> Dataset content:
===============

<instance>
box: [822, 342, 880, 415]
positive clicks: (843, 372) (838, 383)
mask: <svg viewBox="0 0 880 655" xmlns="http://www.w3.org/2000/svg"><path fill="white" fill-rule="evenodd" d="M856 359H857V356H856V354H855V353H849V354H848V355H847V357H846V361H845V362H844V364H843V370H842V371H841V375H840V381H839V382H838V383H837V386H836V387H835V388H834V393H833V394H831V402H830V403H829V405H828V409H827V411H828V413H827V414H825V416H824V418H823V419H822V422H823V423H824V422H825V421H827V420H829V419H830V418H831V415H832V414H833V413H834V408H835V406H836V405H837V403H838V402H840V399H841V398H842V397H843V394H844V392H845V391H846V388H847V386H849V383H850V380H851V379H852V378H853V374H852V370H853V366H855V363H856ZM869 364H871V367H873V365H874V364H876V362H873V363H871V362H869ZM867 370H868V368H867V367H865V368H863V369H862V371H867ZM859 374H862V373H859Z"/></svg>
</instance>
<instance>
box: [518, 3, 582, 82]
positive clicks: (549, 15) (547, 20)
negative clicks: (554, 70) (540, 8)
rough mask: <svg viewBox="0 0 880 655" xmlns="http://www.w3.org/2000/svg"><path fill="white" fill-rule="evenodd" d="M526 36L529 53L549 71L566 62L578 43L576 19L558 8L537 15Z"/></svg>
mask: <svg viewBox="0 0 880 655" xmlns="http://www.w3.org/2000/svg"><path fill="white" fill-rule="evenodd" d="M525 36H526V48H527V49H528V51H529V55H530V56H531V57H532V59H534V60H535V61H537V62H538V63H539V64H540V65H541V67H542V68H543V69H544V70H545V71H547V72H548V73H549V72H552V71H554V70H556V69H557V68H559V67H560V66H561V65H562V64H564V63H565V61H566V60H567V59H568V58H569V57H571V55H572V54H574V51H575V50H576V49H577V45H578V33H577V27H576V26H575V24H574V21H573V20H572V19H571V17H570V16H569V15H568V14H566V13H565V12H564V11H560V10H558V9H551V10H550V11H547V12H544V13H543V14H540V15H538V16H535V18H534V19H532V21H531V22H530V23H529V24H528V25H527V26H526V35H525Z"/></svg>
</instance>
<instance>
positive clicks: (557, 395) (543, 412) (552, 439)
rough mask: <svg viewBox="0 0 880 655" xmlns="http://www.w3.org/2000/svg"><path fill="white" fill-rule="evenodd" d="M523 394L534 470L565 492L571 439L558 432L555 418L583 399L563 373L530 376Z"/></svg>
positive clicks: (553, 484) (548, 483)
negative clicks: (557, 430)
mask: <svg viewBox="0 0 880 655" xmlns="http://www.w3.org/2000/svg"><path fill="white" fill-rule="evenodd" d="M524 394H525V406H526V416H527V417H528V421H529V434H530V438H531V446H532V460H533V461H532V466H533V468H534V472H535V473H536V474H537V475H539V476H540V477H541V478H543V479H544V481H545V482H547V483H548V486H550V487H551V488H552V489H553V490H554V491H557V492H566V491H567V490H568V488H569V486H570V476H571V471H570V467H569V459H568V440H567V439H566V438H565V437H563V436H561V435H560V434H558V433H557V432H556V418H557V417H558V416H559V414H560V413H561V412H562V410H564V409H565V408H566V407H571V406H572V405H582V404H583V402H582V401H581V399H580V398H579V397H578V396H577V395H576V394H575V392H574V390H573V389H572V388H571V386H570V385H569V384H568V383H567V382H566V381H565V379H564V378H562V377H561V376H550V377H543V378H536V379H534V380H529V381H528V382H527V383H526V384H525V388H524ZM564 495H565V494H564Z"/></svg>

===============

> Assignment:
In your reply, write out all of the material exactly as it was given.

> Written reply:
<instance>
box: [822, 342, 880, 415]
positive clicks: (843, 372) (838, 383)
mask: <svg viewBox="0 0 880 655" xmlns="http://www.w3.org/2000/svg"><path fill="white" fill-rule="evenodd" d="M856 359H857V356H856V354H855V353H849V354H848V355H847V357H846V361H845V362H844V364H843V370H842V371H841V375H840V381H839V382H838V383H837V386H836V387H835V388H834V393H833V394H831V402H830V403H829V405H828V409H827V411H828V413H827V414H825V416H824V418H823V419H822V422H823V423H824V422H825V421H827V420H829V419H830V418H831V415H832V414H833V413H834V408H835V406H836V405H837V403H838V402H840V399H841V398H842V397H843V394H844V392H845V391H846V388H847V386H849V383H850V380H851V379H852V378H853V374H852V370H853V366H855V363H856ZM869 364H871V367H873V365H874V364H876V362H873V363H871V362H869ZM867 370H868V368H867V367H865V368H863V369H862V371H867ZM859 374H862V373H859Z"/></svg>
</instance>
<instance>
box: [518, 3, 582, 82]
positive clicks: (549, 15) (547, 20)
negative clicks: (554, 70) (540, 8)
rough mask: <svg viewBox="0 0 880 655" xmlns="http://www.w3.org/2000/svg"><path fill="white" fill-rule="evenodd" d="M526 36L529 53L549 71L566 62L578 43L576 19L558 8L537 15Z"/></svg>
mask: <svg viewBox="0 0 880 655" xmlns="http://www.w3.org/2000/svg"><path fill="white" fill-rule="evenodd" d="M525 36H526V48H527V49H528V51H529V55H530V56H531V57H532V59H534V60H535V61H537V62H538V63H539V64H540V65H541V67H542V68H543V69H544V70H545V71H547V72H548V73H549V72H552V71H554V70H556V69H557V68H559V67H560V66H561V65H562V64H564V63H565V61H566V60H567V59H568V58H569V57H571V55H572V54H574V51H575V50H576V49H577V45H578V33H577V27H576V26H575V24H574V21H573V20H572V19H571V17H570V16H569V15H568V14H566V13H565V12H564V11H560V10H558V9H551V10H550V11H547V12H544V13H543V14H540V15H538V16H535V18H534V19H532V21H531V22H530V23H529V24H528V25H527V26H526V35H525Z"/></svg>
</instance>
<instance>
positive clicks: (557, 395) (543, 412) (552, 439)
rough mask: <svg viewBox="0 0 880 655" xmlns="http://www.w3.org/2000/svg"><path fill="white" fill-rule="evenodd" d="M523 394L534 470L565 492L571 439L558 432L555 418L583 399L563 373L530 376Z"/></svg>
positive clicks: (553, 484) (548, 483)
negative clicks: (557, 430)
mask: <svg viewBox="0 0 880 655" xmlns="http://www.w3.org/2000/svg"><path fill="white" fill-rule="evenodd" d="M524 394H525V406H526V416H527V417H528V421H529V434H530V438H531V446H532V460H533V461H532V466H533V468H534V472H535V473H536V474H537V475H539V476H540V477H541V478H543V479H544V481H545V482H547V483H548V486H550V487H551V488H552V489H553V490H554V491H557V492H566V491H567V490H568V488H569V486H570V476H571V471H570V467H569V459H568V440H567V439H566V438H565V437H563V436H561V435H560V434H558V433H557V432H556V418H557V417H558V416H559V414H560V413H561V412H562V410H564V409H565V408H566V407H571V406H572V405H582V404H583V402H582V401H581V399H580V398H579V397H578V396H577V395H576V394H575V392H574V390H573V389H572V388H571V386H570V385H569V384H568V383H567V382H566V381H565V379H564V378H562V377H561V376H550V377H543V378H536V379H534V380H529V381H528V382H527V383H526V384H525V388H524ZM564 495H565V494H564Z"/></svg>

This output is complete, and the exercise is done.